Problem description: What is needed is an exact copy of all the entries below.

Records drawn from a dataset

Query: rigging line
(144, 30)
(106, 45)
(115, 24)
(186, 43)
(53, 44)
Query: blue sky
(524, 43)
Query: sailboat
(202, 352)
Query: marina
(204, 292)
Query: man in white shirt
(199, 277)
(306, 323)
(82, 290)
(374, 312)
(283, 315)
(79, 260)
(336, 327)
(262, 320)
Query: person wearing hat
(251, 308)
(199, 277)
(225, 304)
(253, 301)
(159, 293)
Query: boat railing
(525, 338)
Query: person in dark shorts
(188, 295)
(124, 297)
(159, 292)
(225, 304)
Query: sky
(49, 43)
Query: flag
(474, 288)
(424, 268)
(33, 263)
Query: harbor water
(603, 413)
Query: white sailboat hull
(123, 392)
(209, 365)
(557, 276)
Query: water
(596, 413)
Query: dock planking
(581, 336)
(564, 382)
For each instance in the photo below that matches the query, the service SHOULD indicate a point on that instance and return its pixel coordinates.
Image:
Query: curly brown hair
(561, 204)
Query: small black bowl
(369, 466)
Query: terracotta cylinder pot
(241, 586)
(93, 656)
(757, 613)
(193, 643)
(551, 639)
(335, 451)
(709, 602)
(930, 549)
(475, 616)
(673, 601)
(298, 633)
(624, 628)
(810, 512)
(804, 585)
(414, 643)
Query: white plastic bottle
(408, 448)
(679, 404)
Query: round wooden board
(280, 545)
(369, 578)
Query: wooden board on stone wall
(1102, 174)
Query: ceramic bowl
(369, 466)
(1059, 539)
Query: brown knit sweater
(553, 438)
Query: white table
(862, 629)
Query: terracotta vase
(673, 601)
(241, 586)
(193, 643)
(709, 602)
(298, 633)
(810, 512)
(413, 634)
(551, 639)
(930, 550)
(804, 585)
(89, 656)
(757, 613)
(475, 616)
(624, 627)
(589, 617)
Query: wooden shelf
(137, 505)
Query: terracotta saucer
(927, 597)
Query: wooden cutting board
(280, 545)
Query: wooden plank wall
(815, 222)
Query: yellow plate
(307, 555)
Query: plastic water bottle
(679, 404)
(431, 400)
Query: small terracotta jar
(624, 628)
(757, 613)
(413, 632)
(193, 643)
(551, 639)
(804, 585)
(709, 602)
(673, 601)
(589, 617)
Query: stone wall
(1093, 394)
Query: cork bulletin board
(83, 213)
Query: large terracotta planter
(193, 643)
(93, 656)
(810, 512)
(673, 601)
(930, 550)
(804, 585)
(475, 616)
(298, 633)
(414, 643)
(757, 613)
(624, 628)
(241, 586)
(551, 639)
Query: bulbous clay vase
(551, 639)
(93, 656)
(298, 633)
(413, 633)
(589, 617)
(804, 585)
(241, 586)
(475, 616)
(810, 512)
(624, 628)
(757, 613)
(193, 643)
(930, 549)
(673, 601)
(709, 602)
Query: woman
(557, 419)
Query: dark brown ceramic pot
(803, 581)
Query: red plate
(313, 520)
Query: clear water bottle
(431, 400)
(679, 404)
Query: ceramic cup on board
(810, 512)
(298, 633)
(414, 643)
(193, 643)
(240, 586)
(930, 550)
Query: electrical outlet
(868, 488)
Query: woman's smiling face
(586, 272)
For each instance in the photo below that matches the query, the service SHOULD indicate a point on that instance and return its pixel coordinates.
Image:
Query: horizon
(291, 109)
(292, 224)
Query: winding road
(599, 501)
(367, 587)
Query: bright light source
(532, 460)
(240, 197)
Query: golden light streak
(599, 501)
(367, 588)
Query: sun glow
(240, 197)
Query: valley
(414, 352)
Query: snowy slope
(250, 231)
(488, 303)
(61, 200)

Solution to this exercise:
Query: rigging line
(144, 30)
(106, 45)
(115, 24)
(186, 43)
(53, 44)
Query: blue sky
(524, 43)
Query: sailboat
(202, 352)
Query: marina
(204, 292)
Query: man in white shirt
(199, 277)
(306, 323)
(82, 290)
(374, 312)
(283, 315)
(79, 260)
(336, 327)
(262, 320)
Query: person wearing hat
(251, 308)
(199, 277)
(225, 304)
(253, 301)
(159, 293)
Query: boat railing
(525, 338)
Query: person in dark shorts
(188, 295)
(124, 297)
(159, 292)
(225, 304)
Query: sky
(49, 43)
Query: flag
(474, 288)
(424, 268)
(33, 263)
Query: harbor water
(603, 413)
Query: white sailboat hull
(123, 392)
(209, 365)
(557, 276)
Query: water
(596, 413)
Query: dock planking
(581, 336)
(564, 382)
For each instance in the photo below that matches the query, the service SHOULD indicate a point on that instance and return its pixel coordinates.
Image:
Query: curly brown hair
(561, 204)
Query: small black bowl
(369, 466)
Query: terracotta cylinder pot
(241, 586)
(93, 656)
(757, 613)
(193, 643)
(551, 639)
(335, 451)
(709, 602)
(930, 549)
(475, 616)
(673, 601)
(298, 633)
(624, 628)
(810, 512)
(804, 585)
(414, 643)
Query: white plastic bottle
(408, 448)
(679, 404)
Query: round wooden board
(280, 545)
(369, 578)
Query: wooden board on stone wall
(1102, 174)
Query: ceramic bowl
(369, 466)
(1059, 539)
Query: brown knit sweater
(553, 438)
Query: white table
(862, 629)
Query: terracotta vase
(673, 601)
(241, 586)
(193, 643)
(709, 602)
(298, 633)
(810, 512)
(413, 634)
(551, 639)
(930, 550)
(804, 585)
(89, 656)
(757, 613)
(475, 616)
(624, 627)
(589, 617)
Query: wooden shelf
(137, 505)
Query: terracotta saucer
(927, 597)
Query: wooden cutting board
(280, 545)
Query: wooden plank wall
(815, 222)
Query: yellow plate
(307, 555)
Query: plastic water bottle
(679, 404)
(431, 400)
Query: small terracotta jar
(624, 628)
(757, 613)
(413, 632)
(193, 643)
(551, 639)
(804, 585)
(709, 602)
(673, 601)
(589, 617)
Query: stone wall
(1093, 394)
Query: cork bulletin board
(83, 213)
Query: large terracotta planter
(193, 643)
(93, 656)
(810, 512)
(673, 601)
(930, 550)
(804, 585)
(475, 616)
(298, 633)
(414, 643)
(757, 613)
(624, 628)
(241, 586)
(551, 639)
Query: bulbous clay vase
(551, 639)
(93, 656)
(298, 633)
(413, 633)
(589, 617)
(804, 585)
(241, 586)
(475, 616)
(810, 512)
(624, 628)
(757, 613)
(193, 643)
(930, 549)
(673, 601)
(709, 602)
Query: woman
(557, 419)
Query: dark brown ceramic pot
(803, 581)
Query: red plate
(313, 520)
Query: clear water bottle
(431, 400)
(679, 404)
Query: ceramic cup on board
(810, 512)
(298, 633)
(414, 643)
(193, 643)
(240, 586)
(930, 550)
Query: electrical outlet
(868, 488)
Query: woman's smiling face
(586, 272)
For each instance in the photo below that matches the query, the service SHOULD indicate a point on that instance and return its pixel coordinates.
Image:
Query: horizon
(291, 109)
(292, 224)
Query: winding road
(599, 501)
(367, 587)
Query: bright light source
(532, 460)
(240, 197)
Query: golden light streak
(599, 501)
(367, 588)
Query: sun glow
(240, 197)
Query: valley
(414, 352)
Query: snowy slope
(250, 231)
(488, 303)
(61, 200)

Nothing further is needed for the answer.